(Dataset records)
= = = = =

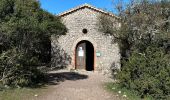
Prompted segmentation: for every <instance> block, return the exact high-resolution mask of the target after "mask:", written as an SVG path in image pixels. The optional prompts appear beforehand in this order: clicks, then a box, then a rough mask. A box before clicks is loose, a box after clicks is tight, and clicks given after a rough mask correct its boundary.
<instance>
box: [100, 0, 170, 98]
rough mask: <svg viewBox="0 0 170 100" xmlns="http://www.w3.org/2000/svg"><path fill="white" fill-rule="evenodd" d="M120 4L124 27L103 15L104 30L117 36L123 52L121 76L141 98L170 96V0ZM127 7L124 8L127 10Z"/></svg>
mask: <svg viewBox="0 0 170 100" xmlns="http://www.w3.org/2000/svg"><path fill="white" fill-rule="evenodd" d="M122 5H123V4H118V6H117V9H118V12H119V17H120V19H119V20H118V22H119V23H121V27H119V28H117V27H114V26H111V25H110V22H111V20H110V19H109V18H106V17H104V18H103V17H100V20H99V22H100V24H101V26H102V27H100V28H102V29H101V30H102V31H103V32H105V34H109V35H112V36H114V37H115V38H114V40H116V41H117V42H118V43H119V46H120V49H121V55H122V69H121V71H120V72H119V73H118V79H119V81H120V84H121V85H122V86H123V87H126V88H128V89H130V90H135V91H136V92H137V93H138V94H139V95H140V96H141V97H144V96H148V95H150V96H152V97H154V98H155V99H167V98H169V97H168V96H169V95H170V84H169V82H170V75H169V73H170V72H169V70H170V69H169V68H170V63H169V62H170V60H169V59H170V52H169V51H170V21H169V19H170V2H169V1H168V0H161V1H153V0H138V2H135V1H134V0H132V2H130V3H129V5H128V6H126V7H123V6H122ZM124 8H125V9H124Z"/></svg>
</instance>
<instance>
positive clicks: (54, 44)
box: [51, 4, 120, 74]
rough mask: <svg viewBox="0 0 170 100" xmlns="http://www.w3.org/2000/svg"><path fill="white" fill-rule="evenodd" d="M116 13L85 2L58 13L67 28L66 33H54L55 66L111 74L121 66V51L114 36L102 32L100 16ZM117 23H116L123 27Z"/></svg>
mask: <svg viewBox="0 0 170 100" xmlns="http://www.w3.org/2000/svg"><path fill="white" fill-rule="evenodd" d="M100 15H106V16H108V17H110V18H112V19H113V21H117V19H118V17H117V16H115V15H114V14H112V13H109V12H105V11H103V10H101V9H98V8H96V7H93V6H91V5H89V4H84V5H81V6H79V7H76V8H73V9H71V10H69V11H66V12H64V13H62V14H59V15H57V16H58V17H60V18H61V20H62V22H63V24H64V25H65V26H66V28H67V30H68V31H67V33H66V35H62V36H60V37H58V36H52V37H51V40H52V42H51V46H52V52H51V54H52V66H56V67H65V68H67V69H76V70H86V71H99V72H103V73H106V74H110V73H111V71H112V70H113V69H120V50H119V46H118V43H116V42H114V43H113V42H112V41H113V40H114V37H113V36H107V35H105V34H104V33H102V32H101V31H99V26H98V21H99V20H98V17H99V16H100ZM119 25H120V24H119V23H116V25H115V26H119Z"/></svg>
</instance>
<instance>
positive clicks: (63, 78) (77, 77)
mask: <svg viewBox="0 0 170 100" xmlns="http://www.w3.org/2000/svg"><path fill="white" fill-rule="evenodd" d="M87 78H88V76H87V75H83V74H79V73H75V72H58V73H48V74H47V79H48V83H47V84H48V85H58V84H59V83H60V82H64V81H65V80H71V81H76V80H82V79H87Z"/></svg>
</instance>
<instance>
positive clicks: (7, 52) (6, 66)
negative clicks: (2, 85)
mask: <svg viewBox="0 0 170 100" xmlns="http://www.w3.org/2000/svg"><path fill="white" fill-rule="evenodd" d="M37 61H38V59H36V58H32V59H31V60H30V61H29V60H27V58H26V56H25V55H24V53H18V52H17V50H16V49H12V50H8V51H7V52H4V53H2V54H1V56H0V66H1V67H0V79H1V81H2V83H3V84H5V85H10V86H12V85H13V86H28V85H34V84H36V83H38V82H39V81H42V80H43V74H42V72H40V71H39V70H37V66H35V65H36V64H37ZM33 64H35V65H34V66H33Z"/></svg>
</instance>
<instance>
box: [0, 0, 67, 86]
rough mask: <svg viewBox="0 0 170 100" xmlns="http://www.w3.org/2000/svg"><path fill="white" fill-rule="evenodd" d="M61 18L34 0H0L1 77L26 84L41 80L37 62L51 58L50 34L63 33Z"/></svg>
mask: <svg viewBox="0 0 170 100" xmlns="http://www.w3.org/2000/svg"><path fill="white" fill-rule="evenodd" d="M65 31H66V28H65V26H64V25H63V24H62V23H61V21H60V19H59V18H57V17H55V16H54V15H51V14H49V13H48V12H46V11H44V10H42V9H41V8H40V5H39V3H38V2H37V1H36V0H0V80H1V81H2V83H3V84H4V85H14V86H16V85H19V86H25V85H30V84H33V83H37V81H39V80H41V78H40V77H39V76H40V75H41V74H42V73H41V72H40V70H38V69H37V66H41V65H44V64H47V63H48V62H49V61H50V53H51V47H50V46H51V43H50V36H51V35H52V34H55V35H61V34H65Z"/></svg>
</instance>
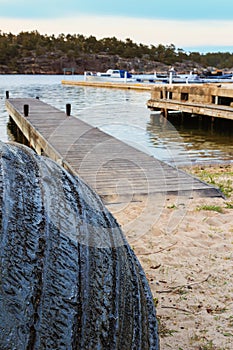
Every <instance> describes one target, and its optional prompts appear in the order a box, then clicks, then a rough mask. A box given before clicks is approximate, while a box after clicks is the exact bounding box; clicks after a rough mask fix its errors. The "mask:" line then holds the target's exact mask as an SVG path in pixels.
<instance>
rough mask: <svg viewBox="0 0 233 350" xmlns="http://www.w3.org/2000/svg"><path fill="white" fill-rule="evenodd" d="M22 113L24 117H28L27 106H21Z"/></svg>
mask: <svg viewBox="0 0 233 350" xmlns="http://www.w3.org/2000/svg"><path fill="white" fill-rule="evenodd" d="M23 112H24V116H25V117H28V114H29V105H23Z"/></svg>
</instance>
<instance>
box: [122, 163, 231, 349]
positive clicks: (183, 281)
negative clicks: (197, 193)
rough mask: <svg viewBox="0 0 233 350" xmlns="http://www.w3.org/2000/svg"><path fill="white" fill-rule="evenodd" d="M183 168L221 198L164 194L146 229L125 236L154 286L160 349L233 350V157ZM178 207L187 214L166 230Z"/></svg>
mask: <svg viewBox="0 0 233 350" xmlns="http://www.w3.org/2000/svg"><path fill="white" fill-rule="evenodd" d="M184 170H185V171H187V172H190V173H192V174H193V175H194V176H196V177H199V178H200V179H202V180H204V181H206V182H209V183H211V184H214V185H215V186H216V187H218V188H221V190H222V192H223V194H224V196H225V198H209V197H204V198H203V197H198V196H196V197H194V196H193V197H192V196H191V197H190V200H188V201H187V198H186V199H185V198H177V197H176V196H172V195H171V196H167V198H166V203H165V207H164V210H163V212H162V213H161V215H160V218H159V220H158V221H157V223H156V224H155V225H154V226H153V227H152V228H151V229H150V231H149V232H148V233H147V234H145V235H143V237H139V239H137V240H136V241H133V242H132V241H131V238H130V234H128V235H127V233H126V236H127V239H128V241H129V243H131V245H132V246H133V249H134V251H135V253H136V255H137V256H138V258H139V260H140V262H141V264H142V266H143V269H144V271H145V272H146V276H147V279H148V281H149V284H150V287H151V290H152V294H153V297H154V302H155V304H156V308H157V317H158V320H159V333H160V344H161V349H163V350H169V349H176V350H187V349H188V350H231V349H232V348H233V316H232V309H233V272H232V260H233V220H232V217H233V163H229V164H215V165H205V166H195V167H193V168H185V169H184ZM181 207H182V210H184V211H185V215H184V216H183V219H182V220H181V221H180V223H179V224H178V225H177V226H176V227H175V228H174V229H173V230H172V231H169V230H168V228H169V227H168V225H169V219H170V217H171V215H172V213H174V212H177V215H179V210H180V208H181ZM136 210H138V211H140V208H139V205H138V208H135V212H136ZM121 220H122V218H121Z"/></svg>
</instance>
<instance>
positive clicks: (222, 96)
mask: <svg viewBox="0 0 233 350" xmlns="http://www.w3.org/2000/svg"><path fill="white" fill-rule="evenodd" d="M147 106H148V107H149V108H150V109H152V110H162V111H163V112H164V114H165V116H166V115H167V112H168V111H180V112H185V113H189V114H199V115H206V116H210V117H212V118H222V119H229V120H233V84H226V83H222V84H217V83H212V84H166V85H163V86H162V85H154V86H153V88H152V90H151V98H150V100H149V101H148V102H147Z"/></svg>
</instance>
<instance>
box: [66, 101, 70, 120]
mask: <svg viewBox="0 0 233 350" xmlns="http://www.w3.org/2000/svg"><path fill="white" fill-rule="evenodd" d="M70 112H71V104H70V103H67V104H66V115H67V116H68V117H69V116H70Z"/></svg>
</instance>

= = = = =

JOB =>
Turn the rows above, from their first line through the line that contains "4L124 27L103 15L104", into a JSON list of strings, one string per line with blank lines omitted. Leave the pictures out.

OUTPUT FOR THIS EXERCISE =>
[
  "Prompted segmentation: for every <instance> block, return the exact high-resolution mask of the target after \"mask:\", written as an SVG path in image pixels. The optional prompts appear beforehand in this order: clicks, then a box, then a rough mask. A box before clicks is loose, a box after clicks is tight, and clicks given after a rough mask correct its boundary.",
  "<instance>",
  "box: [100, 0, 170, 98]",
  "rough mask: <svg viewBox=\"0 0 170 100\" xmlns=\"http://www.w3.org/2000/svg\"><path fill=\"white\" fill-rule=\"evenodd\" d=\"M120 4L124 27L103 15L104 30L117 36L123 52L121 76L141 98L170 96V0ZM127 7L124 8L127 10Z\"/></svg>"
]